Location annotation dataset excerpts:

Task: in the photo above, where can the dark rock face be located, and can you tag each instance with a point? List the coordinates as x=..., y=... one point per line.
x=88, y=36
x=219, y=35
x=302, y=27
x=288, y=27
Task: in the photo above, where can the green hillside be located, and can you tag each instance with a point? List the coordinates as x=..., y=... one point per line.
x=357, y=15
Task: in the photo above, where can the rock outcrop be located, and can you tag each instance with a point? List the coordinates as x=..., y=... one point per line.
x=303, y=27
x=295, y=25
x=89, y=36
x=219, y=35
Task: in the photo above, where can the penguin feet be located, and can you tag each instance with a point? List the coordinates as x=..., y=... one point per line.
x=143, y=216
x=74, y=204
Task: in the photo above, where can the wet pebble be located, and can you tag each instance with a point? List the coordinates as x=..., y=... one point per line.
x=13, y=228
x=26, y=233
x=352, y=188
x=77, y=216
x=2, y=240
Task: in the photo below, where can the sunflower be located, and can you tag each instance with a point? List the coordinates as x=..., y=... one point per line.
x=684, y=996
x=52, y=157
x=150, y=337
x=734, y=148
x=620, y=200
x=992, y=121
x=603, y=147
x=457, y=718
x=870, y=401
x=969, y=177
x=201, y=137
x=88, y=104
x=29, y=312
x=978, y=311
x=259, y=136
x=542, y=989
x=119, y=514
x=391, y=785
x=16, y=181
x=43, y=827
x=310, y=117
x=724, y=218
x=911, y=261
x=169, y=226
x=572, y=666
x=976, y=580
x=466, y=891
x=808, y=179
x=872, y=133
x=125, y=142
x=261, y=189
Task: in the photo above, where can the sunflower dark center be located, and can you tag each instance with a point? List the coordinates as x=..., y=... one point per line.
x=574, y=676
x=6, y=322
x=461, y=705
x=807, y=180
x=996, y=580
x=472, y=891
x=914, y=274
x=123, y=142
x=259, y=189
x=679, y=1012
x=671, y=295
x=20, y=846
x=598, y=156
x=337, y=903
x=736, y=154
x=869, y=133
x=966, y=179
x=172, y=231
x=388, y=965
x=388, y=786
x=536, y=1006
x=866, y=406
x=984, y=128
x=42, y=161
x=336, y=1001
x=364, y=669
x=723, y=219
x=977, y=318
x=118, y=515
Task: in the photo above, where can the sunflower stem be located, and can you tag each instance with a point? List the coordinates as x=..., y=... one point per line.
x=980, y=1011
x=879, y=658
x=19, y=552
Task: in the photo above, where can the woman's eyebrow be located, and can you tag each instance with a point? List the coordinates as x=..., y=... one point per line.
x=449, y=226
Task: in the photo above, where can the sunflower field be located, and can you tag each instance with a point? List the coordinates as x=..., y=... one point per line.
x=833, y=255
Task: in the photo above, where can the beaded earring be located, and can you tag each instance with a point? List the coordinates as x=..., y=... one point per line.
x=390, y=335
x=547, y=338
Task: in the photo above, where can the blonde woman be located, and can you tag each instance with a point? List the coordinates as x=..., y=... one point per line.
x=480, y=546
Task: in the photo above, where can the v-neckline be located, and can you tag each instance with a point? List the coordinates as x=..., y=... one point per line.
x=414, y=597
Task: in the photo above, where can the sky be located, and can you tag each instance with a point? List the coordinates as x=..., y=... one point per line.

EXERCISE INSTRUCTIONS →
Convert the lines above into a JSON list of strings, one string per line, leaving out any blank lines.

EXERCISE RESPONSE →
[
  "Task: in the photo above, where can the dark rock face be located, and can you tag each instance with a point? List the coordinates as x=..., y=... one point per line.",
  "x=88, y=36",
  "x=219, y=35",
  "x=302, y=27",
  "x=288, y=27",
  "Task: in the photo above, where can the green hillside be located, and can you tag each instance with a point? List the coordinates as x=..., y=... one point per line.",
  "x=357, y=15",
  "Task: in the photo above, where can the rock outcrop be located, and can you tag each instance with a point? List the coordinates as x=..., y=... one point per line.",
  "x=303, y=27",
  "x=295, y=25",
  "x=89, y=36",
  "x=219, y=35",
  "Task: in the photo above, where can the penguin feet be located, and can you tag each instance with a point? List the coordinates as x=..., y=... one point per line.",
  "x=143, y=216",
  "x=74, y=204",
  "Task: in the photo above, where can the wet pebble be located, and can you tag each instance with a point? List the coordinates as x=..., y=... one point per line.",
  "x=13, y=228",
  "x=26, y=233",
  "x=352, y=188",
  "x=77, y=216",
  "x=2, y=240",
  "Task: in the photo below, where can the sunflower be located, and can you tag each instance with a point? List the coordinates as x=..., y=... one point per line.",
  "x=684, y=996",
  "x=52, y=157",
  "x=150, y=337",
  "x=734, y=148",
  "x=620, y=200",
  "x=992, y=121",
  "x=603, y=147",
  "x=457, y=718",
  "x=870, y=401",
  "x=969, y=177",
  "x=201, y=137",
  "x=88, y=104",
  "x=29, y=312",
  "x=978, y=311",
  "x=259, y=136",
  "x=542, y=989",
  "x=119, y=514",
  "x=391, y=785",
  "x=16, y=181",
  "x=43, y=827",
  "x=310, y=117",
  "x=724, y=218",
  "x=911, y=261",
  "x=169, y=226",
  "x=572, y=666",
  "x=976, y=580",
  "x=466, y=891",
  "x=808, y=179",
  "x=872, y=133",
  "x=125, y=142",
  "x=261, y=189",
  "Task: in the photo above, where can the sunflower dark center be located, and can you tag each instance with a point? List the coordinates as x=..., y=... one point per line.",
  "x=574, y=676",
  "x=6, y=322",
  "x=461, y=705",
  "x=807, y=180",
  "x=996, y=580",
  "x=472, y=891",
  "x=914, y=274",
  "x=123, y=142",
  "x=259, y=189",
  "x=679, y=1012",
  "x=671, y=295",
  "x=20, y=846",
  "x=598, y=156",
  "x=337, y=903",
  "x=736, y=154",
  "x=869, y=133",
  "x=966, y=179",
  "x=172, y=231",
  "x=388, y=965",
  "x=388, y=786",
  "x=536, y=1006",
  "x=866, y=406",
  "x=984, y=128",
  "x=42, y=161",
  "x=336, y=1001",
  "x=364, y=669",
  "x=723, y=219",
  "x=977, y=318",
  "x=118, y=515",
  "Task: in the photo above, where can the sunflower stem be located, and can you tag each instance with a point? List the coordinates as x=..., y=... one point per line.",
  "x=980, y=1011",
  "x=879, y=658",
  "x=19, y=552",
  "Task: in the photo above, where can the woman's eyebrow be located, and can you tag each instance with a point? List the coordinates as x=..., y=... one point per line.",
  "x=449, y=226",
  "Task: in the photo above, where can the sunflower field be located, and can you tag each instance with a point? List the coordinates as x=..., y=... one point per line.",
  "x=833, y=255",
  "Task: in the photo above, where can the beaded earring be located, and can you tag each instance with a point? List the coordinates as x=..., y=... one point per line.",
  "x=390, y=335",
  "x=547, y=338",
  "Task: in the photo above, where can the blonde woman be located, and can you tag each instance with a point? List the coordinates as x=..., y=... one point per line.",
  "x=480, y=546",
  "Task: in the photo above, where can the v-neckline be located, and can you tag each instance with a point? List the coordinates as x=..., y=... one point per line.",
  "x=414, y=597",
  "Task: in the photo above, where can the sky be located, and can you tag each instance with a point? List the coordinates as x=..., y=... one point per line."
]